____ INFORMATION GIVEN

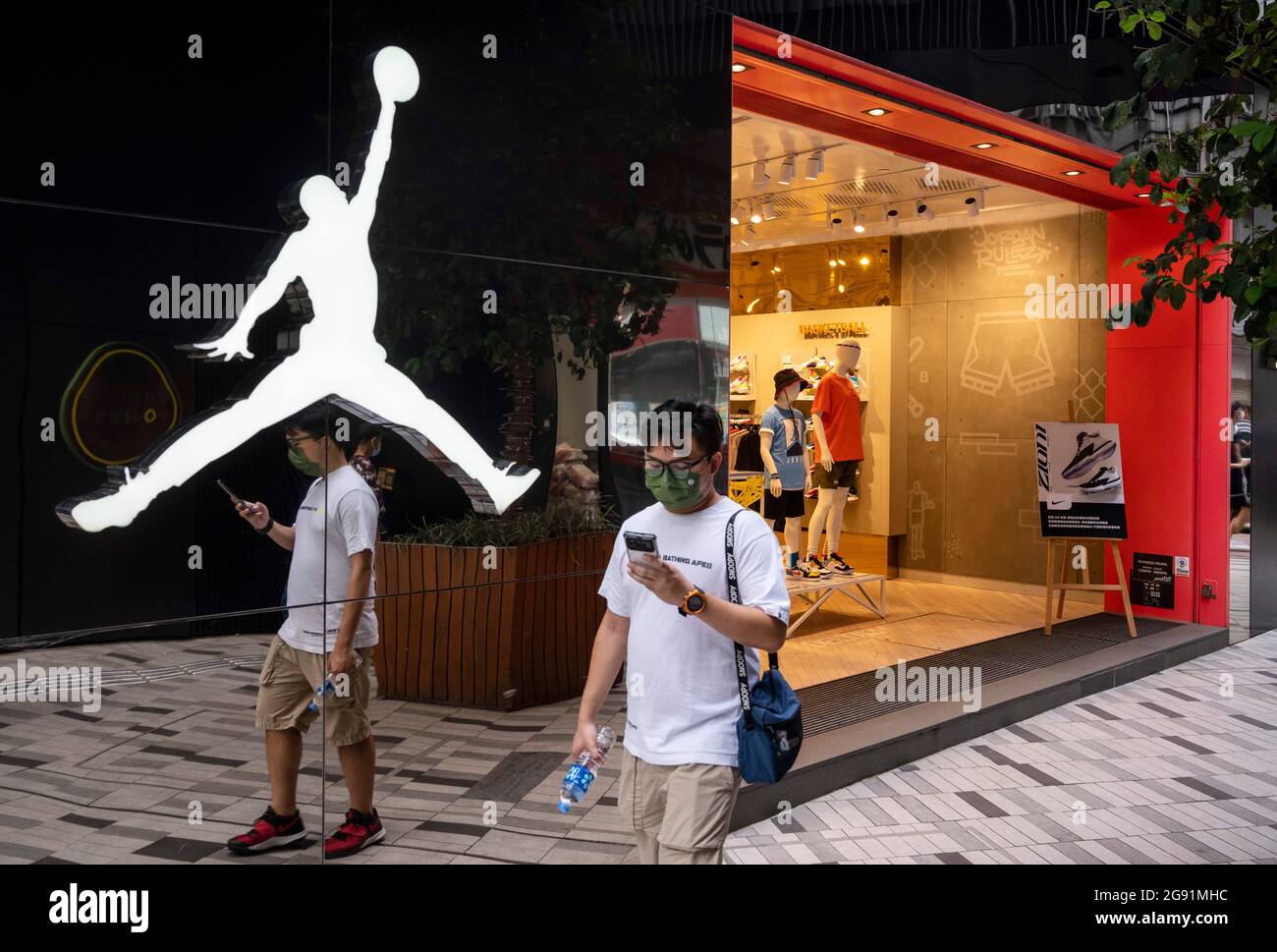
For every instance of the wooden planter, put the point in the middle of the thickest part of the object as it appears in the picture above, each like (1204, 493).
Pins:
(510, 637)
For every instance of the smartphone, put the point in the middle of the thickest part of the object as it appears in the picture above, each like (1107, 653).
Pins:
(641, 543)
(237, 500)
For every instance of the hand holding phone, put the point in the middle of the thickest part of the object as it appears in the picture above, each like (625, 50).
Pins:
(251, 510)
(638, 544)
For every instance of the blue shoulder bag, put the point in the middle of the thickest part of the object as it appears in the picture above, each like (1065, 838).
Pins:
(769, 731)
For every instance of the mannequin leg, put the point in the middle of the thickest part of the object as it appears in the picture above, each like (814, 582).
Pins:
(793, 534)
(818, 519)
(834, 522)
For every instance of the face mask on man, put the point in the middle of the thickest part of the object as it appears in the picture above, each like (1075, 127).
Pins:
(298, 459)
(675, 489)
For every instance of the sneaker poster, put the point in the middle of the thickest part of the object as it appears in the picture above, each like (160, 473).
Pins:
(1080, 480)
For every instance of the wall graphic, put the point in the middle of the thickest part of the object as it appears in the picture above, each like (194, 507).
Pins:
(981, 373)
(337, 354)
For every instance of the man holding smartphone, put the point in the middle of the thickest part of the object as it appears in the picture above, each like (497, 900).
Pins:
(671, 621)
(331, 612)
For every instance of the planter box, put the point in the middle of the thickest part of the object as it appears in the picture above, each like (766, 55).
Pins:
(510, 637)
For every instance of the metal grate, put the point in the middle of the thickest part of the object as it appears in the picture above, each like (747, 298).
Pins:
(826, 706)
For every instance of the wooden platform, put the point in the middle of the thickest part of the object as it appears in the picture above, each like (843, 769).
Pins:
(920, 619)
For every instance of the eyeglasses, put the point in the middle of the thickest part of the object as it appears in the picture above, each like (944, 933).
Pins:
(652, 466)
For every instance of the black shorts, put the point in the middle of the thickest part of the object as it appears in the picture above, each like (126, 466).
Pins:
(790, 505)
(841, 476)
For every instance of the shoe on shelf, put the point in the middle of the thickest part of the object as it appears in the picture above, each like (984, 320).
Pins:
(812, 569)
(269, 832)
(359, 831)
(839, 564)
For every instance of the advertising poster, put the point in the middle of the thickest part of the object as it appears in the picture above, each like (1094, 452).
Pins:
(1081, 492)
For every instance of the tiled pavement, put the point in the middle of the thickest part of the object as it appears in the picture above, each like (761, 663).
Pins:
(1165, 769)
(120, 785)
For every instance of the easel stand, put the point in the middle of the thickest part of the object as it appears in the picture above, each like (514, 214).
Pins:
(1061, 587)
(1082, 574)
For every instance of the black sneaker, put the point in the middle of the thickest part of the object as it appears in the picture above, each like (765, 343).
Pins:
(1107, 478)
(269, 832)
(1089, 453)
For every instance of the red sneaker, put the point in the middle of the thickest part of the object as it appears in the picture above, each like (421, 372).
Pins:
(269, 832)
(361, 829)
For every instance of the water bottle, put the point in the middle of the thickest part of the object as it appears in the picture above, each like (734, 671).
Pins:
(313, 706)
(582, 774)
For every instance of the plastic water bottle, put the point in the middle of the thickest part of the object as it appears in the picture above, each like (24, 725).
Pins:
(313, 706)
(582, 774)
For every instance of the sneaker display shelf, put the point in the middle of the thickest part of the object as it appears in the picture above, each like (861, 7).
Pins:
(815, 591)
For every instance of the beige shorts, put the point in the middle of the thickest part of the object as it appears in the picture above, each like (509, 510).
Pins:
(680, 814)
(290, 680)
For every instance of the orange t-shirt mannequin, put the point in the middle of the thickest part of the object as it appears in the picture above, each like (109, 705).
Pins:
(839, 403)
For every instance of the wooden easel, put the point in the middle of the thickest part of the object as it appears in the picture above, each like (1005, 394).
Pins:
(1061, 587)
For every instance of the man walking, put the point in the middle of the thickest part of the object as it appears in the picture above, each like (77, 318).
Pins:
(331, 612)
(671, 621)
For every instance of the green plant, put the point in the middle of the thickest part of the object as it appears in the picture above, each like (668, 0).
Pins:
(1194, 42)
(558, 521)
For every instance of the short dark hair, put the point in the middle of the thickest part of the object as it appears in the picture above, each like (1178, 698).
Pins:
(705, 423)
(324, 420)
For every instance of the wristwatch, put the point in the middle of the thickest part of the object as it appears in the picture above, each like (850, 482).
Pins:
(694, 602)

________

*ACTION ITEM:* All that's required is the material above repeated exactly, minus any picture.

*SOLUTION FOR THIS TASK:*
For every instance of the wooden planter, put the point in the middle of the thickest part of the object as it appears in the picture above, each like (1204, 493).
Pins:
(510, 637)
For every instance of the smartphone, put the point in the middle of the thickest part of the object as it appears in the picture above, each like (1107, 653).
Pins:
(641, 543)
(237, 500)
For every instance of the hand holding phone, put the point in the middle of the thickest part of the object as it appears in the picture above, each like (625, 50).
Pins:
(251, 510)
(638, 544)
For every instance of the blue shoulder bag, put the point in the middle of the thickest part of the object as it appears in the picture above, each like (1065, 838).
Pins:
(769, 731)
For every instance of the mannequin leg, put the point in the middle of the thickest part of the object as it appears in the picture above, each like (814, 582).
Pins:
(793, 534)
(818, 519)
(834, 522)
For every instance of the face mask on man, put the point in the middle of the thickest part of the object as it appears in the picture above, each like (1075, 127).
Pins:
(298, 459)
(675, 489)
For every instance of the sneaker poster, put the point in the middle of the thickest part of the object as it appears in the picture above, each like (160, 473).
Pins:
(1080, 480)
For every instance of the wall graphic, put the point in the middle of the thickest part of the object as it appears in the picture above, each like (194, 507).
Pins:
(981, 373)
(337, 354)
For every instance of the man holding smartphone, put the point in the middle of the thickest part of the object as it appears in the picture above, each like (497, 900).
Pins:
(671, 621)
(331, 612)
For every instance of the planter box, put the point in the middle of the thickest part of the object as it appears in the picture above, each like (766, 55).
Pins:
(510, 637)
For every instance of the metal grate, put the point in the middle of the thickest part of the object as it appears in the picture above, each like (747, 298).
Pins:
(826, 706)
For every instance of the wooden platform, put the point in the middle of the thickest part of the object as it appears in the picture above, each like (843, 769).
Pins:
(920, 619)
For every instance of the eyeglasses, put the point in the middle of the thickest part of the object as it appears in the picture above, each like (944, 933).
Pins:
(652, 466)
For every instance of the black shorts, put the point in the middle of the thickest part of the object as it appears in the picture above, each like (126, 466).
Pins:
(790, 505)
(841, 476)
For every instance of the shoe on shelf, put the point in the middle of the thickest part of the object as it appears in the picture above, each like (984, 320).
Pins:
(812, 569)
(269, 832)
(359, 831)
(839, 564)
For every instance of the advertising poster, put the point in the middle of the thickest part of the object as it appears in the picture above, each like (1094, 452).
Pins:
(1081, 492)
For every instance of the tiled pavement, put the point in the middle of the thickest part of the object as it appears in the picture above, each like (761, 663).
Pins:
(1165, 769)
(120, 785)
For every instance of the easel stand, put the point in the middle of the thickest part of the object as it appears in the picture above, each like (514, 214).
Pins:
(1061, 587)
(1082, 574)
For every instance of the black sneaker, put the point in the middle of the thickest part of the object as it appears in the picture above, each like (765, 343).
Pins:
(1107, 478)
(269, 832)
(1089, 453)
For every instance of the red sneaker, put the point in the middle of the thickest part of the object as it appears in the picture above, each like (421, 372).
Pins:
(269, 832)
(361, 829)
For every instance of the water bottle, put the point in the middle of the thickest part of the object as it appears in the picture above, each like (734, 671).
Pins:
(313, 706)
(582, 774)
For every instance of the plastic water bottle, put the point in the middle of the thickest part of the object as it appears in the picture above, each like (24, 725).
Pins:
(313, 706)
(582, 774)
For every instance of the sneaker display shelf, put the point in the middle of the thickest part of the object as it appears in the picture above, each like (861, 7).
Pins:
(815, 591)
For every instance of the beige shorts, put the point in the middle of the thickest part of the object as it appears in the picture above, each like (509, 510).
Pins:
(680, 814)
(290, 680)
For every instance of the orange t-shirt mannequin, put the point in the middle of the thickest part of the object as it appears in the picture above, each like (109, 705).
Pins:
(839, 403)
For every instance of the wooden easel, put the point in the middle of the thickest part of the object as it appears in the picture above, each like (1005, 394).
Pins:
(1061, 587)
For every instance of the man walking, put the point in the middle of the thickest part of the object as it appears in the picture above, each like (77, 318).
Pins:
(331, 612)
(671, 621)
For every instance of the green plant, put the point in the middle of the thickest part of the object as it appears in the picture above, each like (668, 0).
Pins:
(1194, 42)
(558, 521)
For every instance of the short dark hair, put the point in the middle of the thickest part of the object as it appears in the picture above, each like (1178, 698).
Pins:
(705, 423)
(324, 420)
For every instance of the wristwatch, put the point in the middle of the thickest part of the object as it appears in the picture above, each like (850, 482).
Pins:
(694, 602)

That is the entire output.